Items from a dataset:
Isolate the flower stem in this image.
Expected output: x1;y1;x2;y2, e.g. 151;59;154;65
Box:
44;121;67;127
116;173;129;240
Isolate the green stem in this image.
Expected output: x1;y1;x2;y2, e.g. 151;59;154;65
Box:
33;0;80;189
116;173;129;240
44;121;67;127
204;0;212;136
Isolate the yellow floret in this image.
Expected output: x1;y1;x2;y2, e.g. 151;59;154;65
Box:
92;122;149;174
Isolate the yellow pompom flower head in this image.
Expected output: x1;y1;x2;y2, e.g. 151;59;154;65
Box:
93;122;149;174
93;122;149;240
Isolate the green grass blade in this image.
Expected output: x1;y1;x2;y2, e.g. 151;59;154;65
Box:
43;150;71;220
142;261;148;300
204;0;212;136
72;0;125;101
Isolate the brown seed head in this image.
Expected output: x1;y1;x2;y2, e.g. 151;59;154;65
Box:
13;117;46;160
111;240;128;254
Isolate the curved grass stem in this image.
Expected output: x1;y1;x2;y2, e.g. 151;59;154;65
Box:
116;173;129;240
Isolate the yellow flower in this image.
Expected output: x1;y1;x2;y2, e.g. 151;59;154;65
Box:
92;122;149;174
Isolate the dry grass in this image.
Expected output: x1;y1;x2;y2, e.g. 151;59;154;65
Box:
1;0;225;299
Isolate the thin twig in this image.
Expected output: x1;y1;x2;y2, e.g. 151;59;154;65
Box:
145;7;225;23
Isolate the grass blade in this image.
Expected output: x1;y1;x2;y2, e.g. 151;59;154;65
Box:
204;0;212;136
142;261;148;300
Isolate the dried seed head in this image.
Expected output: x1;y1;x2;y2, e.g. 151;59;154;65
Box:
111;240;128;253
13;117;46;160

WHAT THE TASK REQUIRES: From the first line to the last, return the data above exactly.

RESPONSE AREA:
Isolate the flower stem in this image.
Expected output: x1;y1;x2;y2, e.g. 151;59;154;65
Box:
44;121;67;127
116;173;129;240
Isolate the green stem in this image.
Expected output: x1;y1;x2;y2, e.g. 151;59;154;65
Box:
33;0;80;189
116;173;129;240
44;121;67;127
204;0;212;136
Isolate the yellow floret in this image.
Expected output: x1;y1;x2;y2, e.g. 151;59;154;65
Box:
92;122;149;174
Isolate the yellow pompom flower head in this image.
Expected output: x1;y1;x2;y2, e.g. 151;59;154;65
Box:
93;122;149;174
93;122;149;240
Isolate the green grass blade in this image.
Expected output: x1;y1;x2;y2, e.g. 151;59;154;65
Box:
43;150;71;220
142;261;148;300
204;0;212;136
72;0;125;101
Isolate the brown seed head in this image.
Expected output: x1;y1;x2;y2, e.g. 151;59;154;65
Box:
13;117;46;160
111;240;128;254
Isolate the curved grass stem in this image.
Expected output: x1;y1;x2;y2, e.g. 151;59;154;65
Box:
116;173;129;240
Isolate the yellow flower in this image.
Expected output: x1;y1;x2;y2, e.g. 151;59;154;65
Box:
92;122;149;174
Isolate the dry grass in this image.
Expected output: x1;y1;x2;y2, e.g. 151;59;154;65
Box:
1;0;225;299
Isolate the thin twig in this image.
Expected output: x1;y1;x2;y2, e.g. 151;59;154;65
Box:
145;7;225;23
Isolate the grass blade in this image.
Expected output: x1;y1;x2;y2, e.g. 151;59;154;65
Box:
204;0;212;136
142;261;148;300
Isolate the dried seed head in this image.
Expected output: x1;y1;x2;y2, e.g. 151;59;154;65
Box:
111;240;128;253
13;117;46;160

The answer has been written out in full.